* [Exercise requirements]: Match the string "rightmost" against each line below, and copy every line that matches.

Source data
== Segment start ==
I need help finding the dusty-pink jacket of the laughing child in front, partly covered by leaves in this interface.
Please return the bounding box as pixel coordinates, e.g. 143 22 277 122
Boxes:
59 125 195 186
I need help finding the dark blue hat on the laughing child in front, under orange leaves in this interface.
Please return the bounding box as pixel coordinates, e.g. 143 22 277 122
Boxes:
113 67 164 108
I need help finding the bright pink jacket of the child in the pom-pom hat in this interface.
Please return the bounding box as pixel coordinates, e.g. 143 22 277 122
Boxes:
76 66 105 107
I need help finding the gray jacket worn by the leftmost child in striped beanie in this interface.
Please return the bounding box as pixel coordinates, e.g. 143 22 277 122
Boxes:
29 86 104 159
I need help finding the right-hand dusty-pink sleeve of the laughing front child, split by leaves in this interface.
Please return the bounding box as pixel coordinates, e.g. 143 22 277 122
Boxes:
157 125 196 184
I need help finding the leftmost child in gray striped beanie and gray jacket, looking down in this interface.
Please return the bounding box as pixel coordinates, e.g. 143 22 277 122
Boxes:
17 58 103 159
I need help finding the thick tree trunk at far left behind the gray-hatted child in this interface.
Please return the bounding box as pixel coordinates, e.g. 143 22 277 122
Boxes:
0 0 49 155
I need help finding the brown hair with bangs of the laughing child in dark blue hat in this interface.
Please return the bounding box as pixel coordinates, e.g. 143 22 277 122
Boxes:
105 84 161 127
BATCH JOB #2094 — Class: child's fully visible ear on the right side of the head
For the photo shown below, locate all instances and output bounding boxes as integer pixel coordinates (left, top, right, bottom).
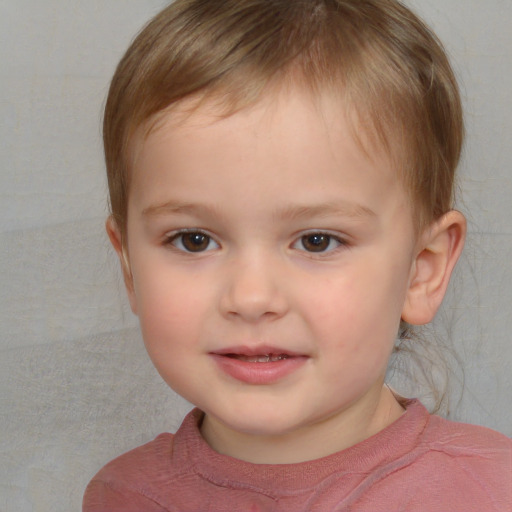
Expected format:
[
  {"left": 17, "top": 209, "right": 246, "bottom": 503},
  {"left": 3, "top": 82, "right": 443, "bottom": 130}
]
[{"left": 402, "top": 210, "right": 466, "bottom": 325}]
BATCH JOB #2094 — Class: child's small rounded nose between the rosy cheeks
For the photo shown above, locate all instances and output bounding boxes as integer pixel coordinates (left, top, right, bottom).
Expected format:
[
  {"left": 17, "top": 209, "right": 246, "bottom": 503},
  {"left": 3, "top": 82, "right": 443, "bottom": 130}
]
[{"left": 220, "top": 255, "right": 288, "bottom": 323}]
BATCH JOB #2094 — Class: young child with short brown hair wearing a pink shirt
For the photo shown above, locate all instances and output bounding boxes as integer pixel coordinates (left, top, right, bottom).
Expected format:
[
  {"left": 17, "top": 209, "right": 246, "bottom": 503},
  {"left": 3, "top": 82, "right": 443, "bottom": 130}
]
[{"left": 83, "top": 0, "right": 512, "bottom": 512}]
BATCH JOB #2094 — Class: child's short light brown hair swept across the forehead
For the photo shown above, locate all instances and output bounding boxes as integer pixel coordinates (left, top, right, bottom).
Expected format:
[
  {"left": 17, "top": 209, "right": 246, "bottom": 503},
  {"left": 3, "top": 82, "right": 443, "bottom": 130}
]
[{"left": 103, "top": 0, "right": 463, "bottom": 237}]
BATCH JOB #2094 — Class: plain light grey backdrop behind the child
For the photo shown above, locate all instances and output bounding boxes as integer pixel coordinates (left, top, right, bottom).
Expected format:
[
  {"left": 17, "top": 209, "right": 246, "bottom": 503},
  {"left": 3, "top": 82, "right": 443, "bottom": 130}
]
[{"left": 0, "top": 0, "right": 512, "bottom": 512}]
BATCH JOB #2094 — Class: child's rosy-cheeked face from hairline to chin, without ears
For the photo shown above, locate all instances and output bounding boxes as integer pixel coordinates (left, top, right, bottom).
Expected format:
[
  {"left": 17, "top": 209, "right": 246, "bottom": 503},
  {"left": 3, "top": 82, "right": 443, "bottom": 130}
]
[{"left": 121, "top": 91, "right": 415, "bottom": 464}]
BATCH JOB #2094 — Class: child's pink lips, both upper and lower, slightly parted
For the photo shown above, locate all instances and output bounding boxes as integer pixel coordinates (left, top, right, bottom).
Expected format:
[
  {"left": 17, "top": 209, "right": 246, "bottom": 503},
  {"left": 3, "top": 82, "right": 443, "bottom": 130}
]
[{"left": 210, "top": 345, "right": 309, "bottom": 385}]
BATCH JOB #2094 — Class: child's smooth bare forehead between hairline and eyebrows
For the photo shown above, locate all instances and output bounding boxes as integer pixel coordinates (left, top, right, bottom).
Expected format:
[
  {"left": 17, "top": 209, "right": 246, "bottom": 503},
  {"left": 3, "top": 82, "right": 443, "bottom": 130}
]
[{"left": 130, "top": 85, "right": 412, "bottom": 225}]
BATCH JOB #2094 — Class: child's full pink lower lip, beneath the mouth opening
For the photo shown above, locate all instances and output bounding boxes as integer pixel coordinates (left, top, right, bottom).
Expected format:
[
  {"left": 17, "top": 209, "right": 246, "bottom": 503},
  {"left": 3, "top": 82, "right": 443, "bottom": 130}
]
[{"left": 212, "top": 354, "right": 308, "bottom": 384}]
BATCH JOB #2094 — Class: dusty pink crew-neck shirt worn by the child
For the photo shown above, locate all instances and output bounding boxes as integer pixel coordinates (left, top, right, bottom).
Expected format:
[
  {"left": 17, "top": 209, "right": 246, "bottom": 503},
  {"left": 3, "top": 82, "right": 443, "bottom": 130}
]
[{"left": 83, "top": 400, "right": 512, "bottom": 512}]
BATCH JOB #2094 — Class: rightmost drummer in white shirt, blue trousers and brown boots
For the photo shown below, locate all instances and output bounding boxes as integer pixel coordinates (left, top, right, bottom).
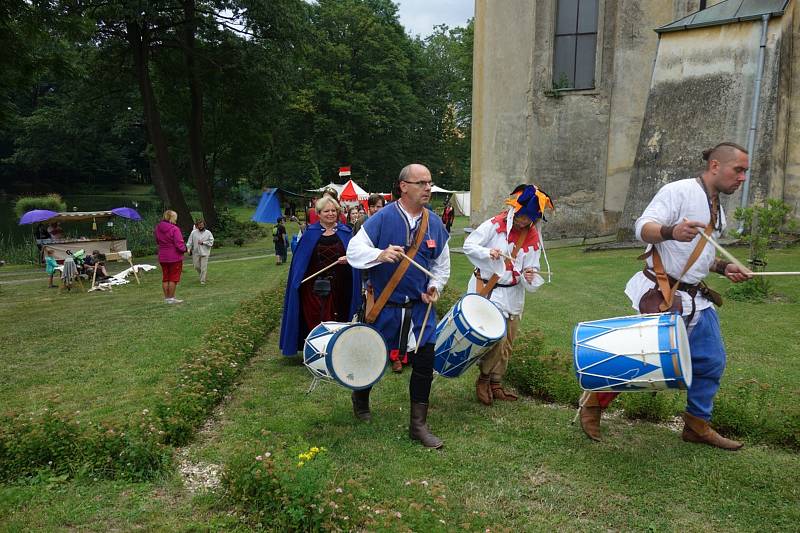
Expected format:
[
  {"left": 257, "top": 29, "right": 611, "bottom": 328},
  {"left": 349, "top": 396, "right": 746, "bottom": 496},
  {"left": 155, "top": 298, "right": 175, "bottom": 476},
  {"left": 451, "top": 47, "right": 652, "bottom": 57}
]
[{"left": 580, "top": 142, "right": 752, "bottom": 450}]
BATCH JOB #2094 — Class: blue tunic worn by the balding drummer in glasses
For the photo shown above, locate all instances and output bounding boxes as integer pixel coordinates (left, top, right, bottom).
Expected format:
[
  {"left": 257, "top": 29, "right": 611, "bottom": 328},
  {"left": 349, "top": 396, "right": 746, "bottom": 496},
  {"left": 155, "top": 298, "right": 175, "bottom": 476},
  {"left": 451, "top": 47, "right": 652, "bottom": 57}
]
[{"left": 362, "top": 202, "right": 450, "bottom": 350}]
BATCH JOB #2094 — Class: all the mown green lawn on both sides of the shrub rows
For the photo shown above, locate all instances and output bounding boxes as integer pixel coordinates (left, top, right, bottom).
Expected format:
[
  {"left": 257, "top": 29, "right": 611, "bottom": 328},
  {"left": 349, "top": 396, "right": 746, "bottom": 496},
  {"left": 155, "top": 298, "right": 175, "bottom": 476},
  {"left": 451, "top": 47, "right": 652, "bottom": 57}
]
[{"left": 0, "top": 215, "right": 800, "bottom": 531}]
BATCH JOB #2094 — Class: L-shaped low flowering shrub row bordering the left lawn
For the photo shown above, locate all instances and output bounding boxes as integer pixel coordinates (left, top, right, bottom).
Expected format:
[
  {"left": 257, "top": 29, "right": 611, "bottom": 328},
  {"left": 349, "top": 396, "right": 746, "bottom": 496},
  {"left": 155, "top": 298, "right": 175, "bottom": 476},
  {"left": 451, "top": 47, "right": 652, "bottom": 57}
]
[{"left": 0, "top": 280, "right": 283, "bottom": 481}]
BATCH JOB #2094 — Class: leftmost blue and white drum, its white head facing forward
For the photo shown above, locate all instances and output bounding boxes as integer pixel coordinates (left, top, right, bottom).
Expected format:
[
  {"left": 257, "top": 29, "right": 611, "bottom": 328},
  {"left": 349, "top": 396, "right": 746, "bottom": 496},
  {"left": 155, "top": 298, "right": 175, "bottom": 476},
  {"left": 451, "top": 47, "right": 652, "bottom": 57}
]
[{"left": 303, "top": 322, "right": 387, "bottom": 390}]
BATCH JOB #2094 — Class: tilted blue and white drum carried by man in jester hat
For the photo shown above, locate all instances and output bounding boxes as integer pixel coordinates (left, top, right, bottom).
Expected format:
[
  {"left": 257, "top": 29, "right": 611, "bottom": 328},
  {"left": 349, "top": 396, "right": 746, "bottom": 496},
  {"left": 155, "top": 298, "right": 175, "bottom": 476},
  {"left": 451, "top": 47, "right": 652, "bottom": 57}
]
[{"left": 433, "top": 293, "right": 506, "bottom": 378}]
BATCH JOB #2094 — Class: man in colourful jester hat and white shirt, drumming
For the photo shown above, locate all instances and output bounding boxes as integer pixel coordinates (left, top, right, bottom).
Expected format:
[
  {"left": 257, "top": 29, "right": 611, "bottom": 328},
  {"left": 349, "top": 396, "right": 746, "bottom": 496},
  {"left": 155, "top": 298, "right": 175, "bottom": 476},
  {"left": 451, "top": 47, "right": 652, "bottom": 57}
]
[{"left": 464, "top": 185, "right": 553, "bottom": 405}]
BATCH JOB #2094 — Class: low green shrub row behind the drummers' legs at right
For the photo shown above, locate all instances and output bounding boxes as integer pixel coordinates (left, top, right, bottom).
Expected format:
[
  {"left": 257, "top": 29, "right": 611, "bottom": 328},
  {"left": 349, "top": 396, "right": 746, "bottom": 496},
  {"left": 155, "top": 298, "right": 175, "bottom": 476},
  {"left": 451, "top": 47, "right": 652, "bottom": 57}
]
[{"left": 507, "top": 331, "right": 800, "bottom": 449}]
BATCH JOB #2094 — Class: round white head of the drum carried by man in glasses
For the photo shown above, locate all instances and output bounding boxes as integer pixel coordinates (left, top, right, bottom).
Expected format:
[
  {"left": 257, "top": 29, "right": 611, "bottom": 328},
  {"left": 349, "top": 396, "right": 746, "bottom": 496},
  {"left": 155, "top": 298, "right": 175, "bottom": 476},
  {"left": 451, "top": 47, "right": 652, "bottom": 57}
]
[{"left": 325, "top": 324, "right": 387, "bottom": 390}]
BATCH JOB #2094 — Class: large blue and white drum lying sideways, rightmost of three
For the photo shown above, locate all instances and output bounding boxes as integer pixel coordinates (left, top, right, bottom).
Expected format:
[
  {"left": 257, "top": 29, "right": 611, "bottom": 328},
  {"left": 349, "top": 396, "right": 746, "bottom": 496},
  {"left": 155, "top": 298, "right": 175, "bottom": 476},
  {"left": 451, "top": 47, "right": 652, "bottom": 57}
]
[{"left": 573, "top": 313, "right": 692, "bottom": 391}]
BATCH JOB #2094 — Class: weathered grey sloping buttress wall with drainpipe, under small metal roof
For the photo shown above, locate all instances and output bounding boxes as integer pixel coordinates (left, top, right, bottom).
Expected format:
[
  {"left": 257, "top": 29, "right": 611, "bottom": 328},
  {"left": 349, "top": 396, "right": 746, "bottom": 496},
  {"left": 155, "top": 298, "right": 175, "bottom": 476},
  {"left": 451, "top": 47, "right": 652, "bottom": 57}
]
[{"left": 620, "top": 17, "right": 791, "bottom": 238}]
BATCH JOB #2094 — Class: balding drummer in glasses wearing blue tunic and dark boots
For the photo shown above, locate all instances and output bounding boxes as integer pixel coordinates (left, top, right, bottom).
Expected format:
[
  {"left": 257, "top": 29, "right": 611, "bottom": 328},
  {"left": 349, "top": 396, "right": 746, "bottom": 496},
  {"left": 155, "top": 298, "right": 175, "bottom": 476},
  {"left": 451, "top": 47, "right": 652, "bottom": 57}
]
[{"left": 347, "top": 164, "right": 450, "bottom": 448}]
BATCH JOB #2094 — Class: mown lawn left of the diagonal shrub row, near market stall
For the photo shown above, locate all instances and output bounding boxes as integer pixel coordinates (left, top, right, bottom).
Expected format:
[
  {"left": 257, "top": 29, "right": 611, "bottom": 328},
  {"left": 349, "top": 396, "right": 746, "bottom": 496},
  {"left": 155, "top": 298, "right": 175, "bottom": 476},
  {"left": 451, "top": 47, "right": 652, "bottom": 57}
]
[{"left": 0, "top": 244, "right": 285, "bottom": 421}]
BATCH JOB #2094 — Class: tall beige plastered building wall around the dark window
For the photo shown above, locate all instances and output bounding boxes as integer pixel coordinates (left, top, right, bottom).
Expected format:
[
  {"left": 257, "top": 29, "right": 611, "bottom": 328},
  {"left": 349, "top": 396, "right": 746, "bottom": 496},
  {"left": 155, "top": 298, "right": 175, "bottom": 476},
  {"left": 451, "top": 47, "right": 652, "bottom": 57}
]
[{"left": 471, "top": 0, "right": 677, "bottom": 236}]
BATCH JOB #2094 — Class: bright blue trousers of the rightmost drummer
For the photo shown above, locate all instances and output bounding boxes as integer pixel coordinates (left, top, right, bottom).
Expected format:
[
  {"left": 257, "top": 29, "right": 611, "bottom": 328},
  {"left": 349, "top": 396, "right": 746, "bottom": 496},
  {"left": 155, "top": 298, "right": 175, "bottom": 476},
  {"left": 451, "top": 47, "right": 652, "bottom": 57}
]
[{"left": 686, "top": 307, "right": 726, "bottom": 420}]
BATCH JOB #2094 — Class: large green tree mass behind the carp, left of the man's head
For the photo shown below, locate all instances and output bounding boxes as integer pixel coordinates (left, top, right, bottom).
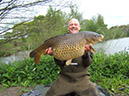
== Segment end ==
* [Your response]:
BATCH JOB #2094 — Class: rightmost drummer in white shirt, blue trousers and brown boots
BATCH JOB #2094 — Class: large blue and white drum lying sideways, rightmost of three
BATCH JOB #2094 — Class: bright blue trousers of the rightmost drummer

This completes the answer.